§ WHAT THE TASK REQUIRES
Could you reproduce all of the data below line for line, with every character unchanged?

(Data drawn from a collection)
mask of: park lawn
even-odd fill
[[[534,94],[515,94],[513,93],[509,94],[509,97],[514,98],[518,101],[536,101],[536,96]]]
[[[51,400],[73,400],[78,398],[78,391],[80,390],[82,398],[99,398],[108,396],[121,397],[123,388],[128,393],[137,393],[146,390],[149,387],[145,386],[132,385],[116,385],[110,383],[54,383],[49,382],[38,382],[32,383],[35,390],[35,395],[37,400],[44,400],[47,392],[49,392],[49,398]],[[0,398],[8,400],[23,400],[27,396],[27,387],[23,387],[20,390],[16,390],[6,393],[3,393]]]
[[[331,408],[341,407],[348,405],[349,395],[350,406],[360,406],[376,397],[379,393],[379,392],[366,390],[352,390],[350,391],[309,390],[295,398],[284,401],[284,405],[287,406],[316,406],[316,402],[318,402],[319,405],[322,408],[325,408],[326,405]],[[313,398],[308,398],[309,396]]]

§ ANSWER FOR THE TASK
mask of: park lawn
even-odd fill
[[[534,94],[515,94],[513,93],[509,94],[509,97],[514,98],[518,101],[536,101],[536,96]]]
[[[51,400],[73,400],[78,398],[78,391],[80,390],[82,398],[99,398],[108,396],[121,397],[123,388],[128,393],[137,393],[146,390],[149,387],[145,386],[132,385],[116,385],[110,383],[54,383],[49,382],[38,382],[32,383],[35,390],[35,395],[37,400],[44,400],[47,392],[49,392],[49,398]],[[0,398],[8,400],[23,400],[27,396],[27,387],[23,387],[20,390],[16,390],[6,393],[3,393]]]
[[[331,408],[341,407],[348,405],[349,395],[350,406],[360,406],[376,397],[379,393],[379,392],[366,390],[352,390],[350,391],[309,390],[295,398],[284,401],[284,405],[287,406],[316,406],[316,402],[318,402],[319,405],[322,408],[325,408],[326,405]],[[313,398],[308,398],[309,396]]]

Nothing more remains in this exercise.